_BRIEF_
Beneath this line is the data. Output exactly the lines from the line with "target | stone fountain" to the line with "target | clay tile roof", both ends included, and nothing more.

☆ ☆ ☆

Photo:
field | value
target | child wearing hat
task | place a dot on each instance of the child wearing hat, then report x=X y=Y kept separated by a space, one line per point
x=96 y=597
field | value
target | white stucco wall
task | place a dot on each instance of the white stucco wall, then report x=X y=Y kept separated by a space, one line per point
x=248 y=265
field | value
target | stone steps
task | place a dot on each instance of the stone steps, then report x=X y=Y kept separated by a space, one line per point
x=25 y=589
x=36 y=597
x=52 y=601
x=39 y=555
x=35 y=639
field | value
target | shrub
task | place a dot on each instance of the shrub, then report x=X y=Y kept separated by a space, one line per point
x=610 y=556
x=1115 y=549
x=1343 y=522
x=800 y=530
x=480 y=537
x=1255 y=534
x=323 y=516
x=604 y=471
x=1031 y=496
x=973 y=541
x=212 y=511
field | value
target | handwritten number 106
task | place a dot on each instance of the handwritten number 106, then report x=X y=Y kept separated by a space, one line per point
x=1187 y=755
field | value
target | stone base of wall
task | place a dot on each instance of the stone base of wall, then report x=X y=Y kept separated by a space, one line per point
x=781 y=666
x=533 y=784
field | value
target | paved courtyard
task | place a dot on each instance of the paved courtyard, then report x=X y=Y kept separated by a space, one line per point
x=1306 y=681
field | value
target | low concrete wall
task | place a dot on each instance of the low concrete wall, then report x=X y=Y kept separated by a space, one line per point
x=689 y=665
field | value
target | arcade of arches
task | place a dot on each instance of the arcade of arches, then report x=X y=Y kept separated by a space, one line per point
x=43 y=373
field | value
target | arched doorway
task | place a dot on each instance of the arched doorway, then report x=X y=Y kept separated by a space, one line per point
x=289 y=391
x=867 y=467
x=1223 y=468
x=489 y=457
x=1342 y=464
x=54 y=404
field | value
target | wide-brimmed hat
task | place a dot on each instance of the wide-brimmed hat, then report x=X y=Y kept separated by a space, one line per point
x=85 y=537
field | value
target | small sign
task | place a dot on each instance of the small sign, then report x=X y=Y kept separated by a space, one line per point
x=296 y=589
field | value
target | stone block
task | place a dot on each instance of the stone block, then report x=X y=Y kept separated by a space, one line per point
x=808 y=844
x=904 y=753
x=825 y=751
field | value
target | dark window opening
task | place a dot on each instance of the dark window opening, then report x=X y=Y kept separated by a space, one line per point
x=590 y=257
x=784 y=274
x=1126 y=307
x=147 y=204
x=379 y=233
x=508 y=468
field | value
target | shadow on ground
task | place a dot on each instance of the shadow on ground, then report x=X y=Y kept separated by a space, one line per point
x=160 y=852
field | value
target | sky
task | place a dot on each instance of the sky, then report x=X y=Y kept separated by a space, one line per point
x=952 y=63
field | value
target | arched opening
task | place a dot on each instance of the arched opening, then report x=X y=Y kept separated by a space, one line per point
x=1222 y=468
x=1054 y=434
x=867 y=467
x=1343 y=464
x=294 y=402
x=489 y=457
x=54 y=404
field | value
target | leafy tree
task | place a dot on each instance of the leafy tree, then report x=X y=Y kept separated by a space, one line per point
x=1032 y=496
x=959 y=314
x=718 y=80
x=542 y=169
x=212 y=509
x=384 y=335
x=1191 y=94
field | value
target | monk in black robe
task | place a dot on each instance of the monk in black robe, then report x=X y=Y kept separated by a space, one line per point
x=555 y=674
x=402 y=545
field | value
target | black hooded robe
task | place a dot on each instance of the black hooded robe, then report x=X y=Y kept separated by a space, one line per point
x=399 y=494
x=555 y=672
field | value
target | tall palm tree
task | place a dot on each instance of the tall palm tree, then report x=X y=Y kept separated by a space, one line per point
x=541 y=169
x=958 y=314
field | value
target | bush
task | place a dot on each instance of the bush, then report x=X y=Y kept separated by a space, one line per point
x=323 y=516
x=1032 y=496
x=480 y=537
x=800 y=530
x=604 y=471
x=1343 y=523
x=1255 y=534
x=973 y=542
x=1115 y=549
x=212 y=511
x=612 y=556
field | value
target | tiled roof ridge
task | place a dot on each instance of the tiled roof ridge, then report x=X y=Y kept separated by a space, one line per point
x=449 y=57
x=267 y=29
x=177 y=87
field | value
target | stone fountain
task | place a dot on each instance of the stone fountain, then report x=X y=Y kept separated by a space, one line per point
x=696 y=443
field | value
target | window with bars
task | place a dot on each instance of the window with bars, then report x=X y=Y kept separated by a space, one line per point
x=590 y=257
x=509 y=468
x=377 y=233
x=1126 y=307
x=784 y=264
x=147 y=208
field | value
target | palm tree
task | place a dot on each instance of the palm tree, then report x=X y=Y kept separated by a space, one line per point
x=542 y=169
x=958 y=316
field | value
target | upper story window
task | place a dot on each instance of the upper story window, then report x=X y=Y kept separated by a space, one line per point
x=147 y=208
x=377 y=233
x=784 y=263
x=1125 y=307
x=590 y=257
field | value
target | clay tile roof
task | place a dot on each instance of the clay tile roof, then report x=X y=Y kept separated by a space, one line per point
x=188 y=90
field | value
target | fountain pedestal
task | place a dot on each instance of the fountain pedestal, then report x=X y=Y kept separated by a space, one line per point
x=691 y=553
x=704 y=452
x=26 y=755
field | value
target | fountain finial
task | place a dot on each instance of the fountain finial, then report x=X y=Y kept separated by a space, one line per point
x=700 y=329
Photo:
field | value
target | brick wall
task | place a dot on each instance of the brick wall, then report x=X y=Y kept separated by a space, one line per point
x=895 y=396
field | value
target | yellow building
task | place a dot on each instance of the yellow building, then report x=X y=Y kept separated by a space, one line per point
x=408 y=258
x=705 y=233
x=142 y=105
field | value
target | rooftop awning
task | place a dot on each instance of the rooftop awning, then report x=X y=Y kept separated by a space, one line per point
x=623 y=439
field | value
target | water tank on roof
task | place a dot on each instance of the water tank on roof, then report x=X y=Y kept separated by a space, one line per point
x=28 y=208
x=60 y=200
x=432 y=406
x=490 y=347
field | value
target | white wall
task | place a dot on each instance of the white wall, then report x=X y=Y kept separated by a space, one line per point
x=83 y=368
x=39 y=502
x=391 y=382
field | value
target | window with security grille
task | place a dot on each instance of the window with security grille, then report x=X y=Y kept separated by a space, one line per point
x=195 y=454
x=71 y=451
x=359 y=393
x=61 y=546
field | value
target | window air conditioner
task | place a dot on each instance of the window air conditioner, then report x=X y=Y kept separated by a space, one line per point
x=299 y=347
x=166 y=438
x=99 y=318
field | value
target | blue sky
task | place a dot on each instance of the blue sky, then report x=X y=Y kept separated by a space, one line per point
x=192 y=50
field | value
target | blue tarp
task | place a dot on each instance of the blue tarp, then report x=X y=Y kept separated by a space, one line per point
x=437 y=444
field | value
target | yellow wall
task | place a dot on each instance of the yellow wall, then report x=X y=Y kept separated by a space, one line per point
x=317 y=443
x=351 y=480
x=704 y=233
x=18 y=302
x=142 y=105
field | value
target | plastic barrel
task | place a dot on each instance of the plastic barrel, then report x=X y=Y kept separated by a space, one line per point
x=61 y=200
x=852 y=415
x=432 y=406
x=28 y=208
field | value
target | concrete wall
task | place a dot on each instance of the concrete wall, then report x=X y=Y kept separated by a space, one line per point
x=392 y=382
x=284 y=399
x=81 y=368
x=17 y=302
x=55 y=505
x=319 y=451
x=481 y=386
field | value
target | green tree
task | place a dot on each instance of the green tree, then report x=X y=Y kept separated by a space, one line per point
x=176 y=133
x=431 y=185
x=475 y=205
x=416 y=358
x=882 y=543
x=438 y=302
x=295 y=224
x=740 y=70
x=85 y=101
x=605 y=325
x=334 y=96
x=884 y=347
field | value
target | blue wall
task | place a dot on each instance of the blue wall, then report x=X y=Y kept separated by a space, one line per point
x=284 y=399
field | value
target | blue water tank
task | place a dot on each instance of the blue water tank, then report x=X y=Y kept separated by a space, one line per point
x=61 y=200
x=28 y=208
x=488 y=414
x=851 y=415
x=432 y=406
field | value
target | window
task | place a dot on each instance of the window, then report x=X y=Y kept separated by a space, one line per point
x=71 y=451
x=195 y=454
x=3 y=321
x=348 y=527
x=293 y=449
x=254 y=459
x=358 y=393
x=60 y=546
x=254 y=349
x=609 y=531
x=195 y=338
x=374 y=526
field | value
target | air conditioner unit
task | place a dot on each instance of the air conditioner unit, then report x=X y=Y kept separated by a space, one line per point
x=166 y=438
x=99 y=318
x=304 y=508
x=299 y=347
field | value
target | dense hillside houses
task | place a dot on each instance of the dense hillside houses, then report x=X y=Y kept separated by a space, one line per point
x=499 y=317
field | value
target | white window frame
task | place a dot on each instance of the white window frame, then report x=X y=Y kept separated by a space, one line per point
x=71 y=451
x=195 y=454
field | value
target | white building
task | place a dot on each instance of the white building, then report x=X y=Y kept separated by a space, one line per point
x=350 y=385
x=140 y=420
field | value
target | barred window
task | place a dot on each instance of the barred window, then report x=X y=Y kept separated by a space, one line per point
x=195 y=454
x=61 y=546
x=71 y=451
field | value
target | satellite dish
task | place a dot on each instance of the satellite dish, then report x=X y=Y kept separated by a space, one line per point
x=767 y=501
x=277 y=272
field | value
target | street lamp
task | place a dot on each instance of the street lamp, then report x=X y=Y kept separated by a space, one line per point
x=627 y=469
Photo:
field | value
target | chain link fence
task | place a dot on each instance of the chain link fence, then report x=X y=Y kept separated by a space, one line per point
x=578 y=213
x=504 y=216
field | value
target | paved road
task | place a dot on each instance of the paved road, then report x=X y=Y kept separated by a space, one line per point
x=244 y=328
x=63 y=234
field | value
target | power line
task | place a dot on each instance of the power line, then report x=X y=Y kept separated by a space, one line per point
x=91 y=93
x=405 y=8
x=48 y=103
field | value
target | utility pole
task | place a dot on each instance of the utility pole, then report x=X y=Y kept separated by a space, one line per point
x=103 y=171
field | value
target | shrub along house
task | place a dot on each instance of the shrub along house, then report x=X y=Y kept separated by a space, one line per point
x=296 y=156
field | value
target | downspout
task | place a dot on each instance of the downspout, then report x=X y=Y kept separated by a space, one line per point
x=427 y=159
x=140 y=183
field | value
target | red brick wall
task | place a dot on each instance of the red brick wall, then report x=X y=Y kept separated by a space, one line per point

☆ ☆ ☆

_EXERCISE ANSWER_
target | stone fountain
task | place a dot on each instance of the stone fountain, then report x=X y=Y kept separated by a space, one line per point
x=696 y=443
field | value
target | window with bars
task | place a dot on each instance of the window with bars, then report x=X y=Y kept separated by a space, one line per point
x=590 y=257
x=509 y=468
x=377 y=233
x=1126 y=307
x=784 y=264
x=147 y=208
field | value
target | palm tree
task | place a dot on each instance of the palm tree, then report x=X y=Y kept separated by a space, one line per point
x=542 y=169
x=958 y=316
field | value
target | upper story window
task | place a dot on each instance of the upper story window, then report x=X y=Y kept separated by a space, one line per point
x=147 y=208
x=377 y=233
x=784 y=263
x=1125 y=307
x=590 y=257
field | value
target | clay tile roof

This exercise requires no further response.